*TASK STATEMENT:* Every line in the records below with the string "window" is to be copied out.

[Stored items from a collection]
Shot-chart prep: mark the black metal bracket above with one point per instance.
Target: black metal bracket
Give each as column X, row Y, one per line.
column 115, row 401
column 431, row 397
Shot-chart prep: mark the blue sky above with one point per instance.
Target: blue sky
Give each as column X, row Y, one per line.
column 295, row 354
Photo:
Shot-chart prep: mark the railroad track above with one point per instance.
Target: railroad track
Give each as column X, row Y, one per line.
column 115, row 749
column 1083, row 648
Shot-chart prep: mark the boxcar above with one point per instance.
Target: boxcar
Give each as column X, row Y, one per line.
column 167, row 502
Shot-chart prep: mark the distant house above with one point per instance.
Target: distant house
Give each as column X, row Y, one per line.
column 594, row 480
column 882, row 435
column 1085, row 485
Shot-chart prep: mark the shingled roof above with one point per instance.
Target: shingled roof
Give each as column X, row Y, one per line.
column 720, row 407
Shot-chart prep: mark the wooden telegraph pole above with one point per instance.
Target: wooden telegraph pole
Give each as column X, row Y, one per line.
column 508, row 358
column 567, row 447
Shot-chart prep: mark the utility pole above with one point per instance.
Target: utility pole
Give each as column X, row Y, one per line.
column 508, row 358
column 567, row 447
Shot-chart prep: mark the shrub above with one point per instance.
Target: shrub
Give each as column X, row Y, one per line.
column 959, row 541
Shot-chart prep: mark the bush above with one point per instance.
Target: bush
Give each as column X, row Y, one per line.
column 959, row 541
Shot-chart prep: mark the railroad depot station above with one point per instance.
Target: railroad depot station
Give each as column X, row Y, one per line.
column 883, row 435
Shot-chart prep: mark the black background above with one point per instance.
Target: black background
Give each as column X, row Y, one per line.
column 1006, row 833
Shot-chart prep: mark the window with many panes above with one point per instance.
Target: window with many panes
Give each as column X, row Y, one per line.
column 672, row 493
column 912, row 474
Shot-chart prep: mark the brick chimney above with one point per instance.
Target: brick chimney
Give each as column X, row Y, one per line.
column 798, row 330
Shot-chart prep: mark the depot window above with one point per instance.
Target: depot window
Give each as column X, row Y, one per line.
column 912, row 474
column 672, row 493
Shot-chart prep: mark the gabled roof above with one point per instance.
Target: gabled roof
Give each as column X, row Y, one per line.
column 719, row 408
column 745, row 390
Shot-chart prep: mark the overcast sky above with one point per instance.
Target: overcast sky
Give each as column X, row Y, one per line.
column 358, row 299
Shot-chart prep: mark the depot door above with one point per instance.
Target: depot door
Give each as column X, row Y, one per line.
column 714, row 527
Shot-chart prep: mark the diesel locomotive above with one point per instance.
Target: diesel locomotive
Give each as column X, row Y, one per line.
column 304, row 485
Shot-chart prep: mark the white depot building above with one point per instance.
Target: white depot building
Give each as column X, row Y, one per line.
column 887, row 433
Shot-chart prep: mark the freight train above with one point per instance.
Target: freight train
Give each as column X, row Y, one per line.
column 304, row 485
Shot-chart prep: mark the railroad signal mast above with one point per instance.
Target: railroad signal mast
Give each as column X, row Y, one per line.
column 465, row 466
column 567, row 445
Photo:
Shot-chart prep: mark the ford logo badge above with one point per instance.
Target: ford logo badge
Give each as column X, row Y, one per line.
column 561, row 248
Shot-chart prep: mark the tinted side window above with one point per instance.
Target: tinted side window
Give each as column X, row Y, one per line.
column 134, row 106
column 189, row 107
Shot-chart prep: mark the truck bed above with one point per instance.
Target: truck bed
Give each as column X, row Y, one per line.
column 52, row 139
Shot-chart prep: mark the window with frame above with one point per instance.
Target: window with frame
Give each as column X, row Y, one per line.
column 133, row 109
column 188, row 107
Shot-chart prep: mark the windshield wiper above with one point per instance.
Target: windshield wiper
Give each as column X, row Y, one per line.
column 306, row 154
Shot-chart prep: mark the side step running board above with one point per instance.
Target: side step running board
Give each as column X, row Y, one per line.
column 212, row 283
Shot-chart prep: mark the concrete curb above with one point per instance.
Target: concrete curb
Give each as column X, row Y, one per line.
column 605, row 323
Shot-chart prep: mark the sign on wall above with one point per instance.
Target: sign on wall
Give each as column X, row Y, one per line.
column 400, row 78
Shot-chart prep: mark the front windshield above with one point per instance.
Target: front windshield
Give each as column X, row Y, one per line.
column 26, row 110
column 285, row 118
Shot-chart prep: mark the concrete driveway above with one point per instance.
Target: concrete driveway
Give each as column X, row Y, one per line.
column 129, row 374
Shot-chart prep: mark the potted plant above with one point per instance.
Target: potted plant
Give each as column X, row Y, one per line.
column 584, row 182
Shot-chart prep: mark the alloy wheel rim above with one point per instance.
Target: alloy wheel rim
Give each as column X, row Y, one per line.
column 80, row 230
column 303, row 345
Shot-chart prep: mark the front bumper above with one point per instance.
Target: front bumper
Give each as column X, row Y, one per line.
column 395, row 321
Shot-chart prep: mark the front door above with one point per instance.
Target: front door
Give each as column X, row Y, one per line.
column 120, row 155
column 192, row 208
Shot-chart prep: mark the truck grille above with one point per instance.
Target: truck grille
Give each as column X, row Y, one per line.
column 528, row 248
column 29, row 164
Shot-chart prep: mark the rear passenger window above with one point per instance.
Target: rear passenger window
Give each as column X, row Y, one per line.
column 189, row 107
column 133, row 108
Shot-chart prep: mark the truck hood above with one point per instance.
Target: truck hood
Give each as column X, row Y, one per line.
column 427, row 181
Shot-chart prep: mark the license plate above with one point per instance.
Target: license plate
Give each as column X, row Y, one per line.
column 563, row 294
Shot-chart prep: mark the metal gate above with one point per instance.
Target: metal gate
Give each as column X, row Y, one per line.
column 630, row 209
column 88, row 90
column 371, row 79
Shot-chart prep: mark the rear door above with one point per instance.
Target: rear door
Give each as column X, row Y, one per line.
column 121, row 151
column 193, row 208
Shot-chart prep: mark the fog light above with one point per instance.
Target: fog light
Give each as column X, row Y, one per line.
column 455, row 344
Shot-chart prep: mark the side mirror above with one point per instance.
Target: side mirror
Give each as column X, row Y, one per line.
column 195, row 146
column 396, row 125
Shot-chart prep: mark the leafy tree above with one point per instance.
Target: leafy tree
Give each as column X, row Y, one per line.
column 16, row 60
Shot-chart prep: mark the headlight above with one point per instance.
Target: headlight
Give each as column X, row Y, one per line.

*ANSWER TO THE EXERCISE:*
Shot-chart prep: mark the window with many panes above with one point per instance.
Target: window with many panes
Shot-chart prep: mark the depot window above with one point per instance.
Target: depot window
Shot-chart prep: mark the tinted side window above with one point per instance.
Target: tinted side window
Shot-chart prep: mark the window with frame above with one point per instance.
Target: window with frame
Shot-chart prep: mark the rear passenger window above with one point per instance.
Target: rear passenger window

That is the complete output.